• [WORK INSTRUCTION]
With nothing added or dropped, copy the data that follows exactly.

Dataset records:
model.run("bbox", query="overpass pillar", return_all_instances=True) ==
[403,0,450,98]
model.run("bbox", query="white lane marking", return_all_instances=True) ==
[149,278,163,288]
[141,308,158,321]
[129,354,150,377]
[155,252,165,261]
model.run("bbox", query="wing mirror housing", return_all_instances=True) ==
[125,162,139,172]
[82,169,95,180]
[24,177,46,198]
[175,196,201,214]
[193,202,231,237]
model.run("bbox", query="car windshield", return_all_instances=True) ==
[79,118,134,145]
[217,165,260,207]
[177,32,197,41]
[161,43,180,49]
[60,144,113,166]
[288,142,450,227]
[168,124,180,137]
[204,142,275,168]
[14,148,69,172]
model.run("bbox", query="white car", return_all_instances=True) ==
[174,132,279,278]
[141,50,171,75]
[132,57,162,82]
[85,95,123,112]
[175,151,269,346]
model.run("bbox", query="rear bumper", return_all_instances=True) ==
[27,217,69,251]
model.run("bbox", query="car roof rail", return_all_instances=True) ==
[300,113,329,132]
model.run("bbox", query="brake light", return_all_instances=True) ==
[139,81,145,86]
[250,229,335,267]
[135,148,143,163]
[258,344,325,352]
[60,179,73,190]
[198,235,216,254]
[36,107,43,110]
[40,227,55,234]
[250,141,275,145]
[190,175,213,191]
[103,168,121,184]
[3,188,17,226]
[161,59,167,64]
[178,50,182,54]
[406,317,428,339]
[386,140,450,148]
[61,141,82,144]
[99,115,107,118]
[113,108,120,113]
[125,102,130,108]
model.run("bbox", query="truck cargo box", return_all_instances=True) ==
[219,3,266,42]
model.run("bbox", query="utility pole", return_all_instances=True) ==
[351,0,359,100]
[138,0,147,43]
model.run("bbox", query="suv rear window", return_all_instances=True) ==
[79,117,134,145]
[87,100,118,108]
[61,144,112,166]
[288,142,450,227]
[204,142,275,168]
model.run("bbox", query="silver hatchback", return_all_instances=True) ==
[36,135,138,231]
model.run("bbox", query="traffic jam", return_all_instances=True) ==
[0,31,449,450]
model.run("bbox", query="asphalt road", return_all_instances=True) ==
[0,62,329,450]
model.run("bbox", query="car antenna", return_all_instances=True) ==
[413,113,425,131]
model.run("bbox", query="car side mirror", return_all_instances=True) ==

• [RESULT]
model.run("bbox", query="overpass pillar", return_all_instances=True) ==
[403,0,450,98]
model.run("bbox", query="white lane marking", return_all_instances=True) ==
[149,278,163,288]
[141,308,158,321]
[129,354,150,377]
[155,252,165,261]
model.run("bbox", query="wing mirror housing", return_all_instances=True) ==
[125,162,139,172]
[82,169,95,180]
[24,177,46,198]
[175,196,201,214]
[193,202,231,237]
model.run("bbox", query="car windshield", return_all_instances=True) ==
[79,118,134,145]
[217,165,260,207]
[177,32,197,41]
[161,43,180,49]
[60,144,113,166]
[288,142,450,227]
[168,124,180,137]
[204,142,275,168]
[14,148,69,172]
model.run("bbox", query="white car", return_all_instances=True) ==
[174,132,279,278]
[141,50,171,75]
[132,57,162,82]
[85,95,123,112]
[175,151,269,346]
model.run("bbox", query="rear bumper", return_all_instances=True) ==
[27,217,69,251]
model.run("bbox", query="car roof rail", return_all_instances=True) ==
[300,113,329,132]
model.run("bbox", query="brake light", return_all_instances=True) ==
[139,81,145,86]
[250,229,335,267]
[135,148,143,163]
[258,344,325,352]
[60,179,73,190]
[198,235,216,254]
[36,107,43,110]
[40,227,55,234]
[250,141,275,145]
[190,175,213,191]
[103,168,121,184]
[3,188,17,226]
[161,59,167,64]
[178,50,182,54]
[406,317,428,339]
[386,140,450,148]
[61,141,82,144]
[99,115,107,118]
[113,108,120,113]
[125,102,130,108]
model.run("bbox", query="truck cargo box", return_all_instances=True) ==
[219,3,266,42]
model.run("bbox", query="utility pole", return_all_instances=True) ==
[351,0,359,100]
[138,0,147,43]
model.run("bbox", query="suv rear window", return_all_instances=True) ==
[79,117,134,145]
[87,100,118,108]
[61,144,112,166]
[288,142,450,227]
[204,142,275,168]
model.run("bbox", query="silver hatchback", return_all_instances=True) ==
[36,135,138,231]
model.run("bbox", query="traffic jam", return_all_instances=True) ==
[0,31,449,450]
model.run("bbox", query="asphalt road", return_all_instances=True) ==
[0,62,329,450]
model.run("bbox", query="car antenna", return_all_instances=True) ==
[413,113,425,131]
model.run("bbox", query="car side mirror", return_all_instances=True) ==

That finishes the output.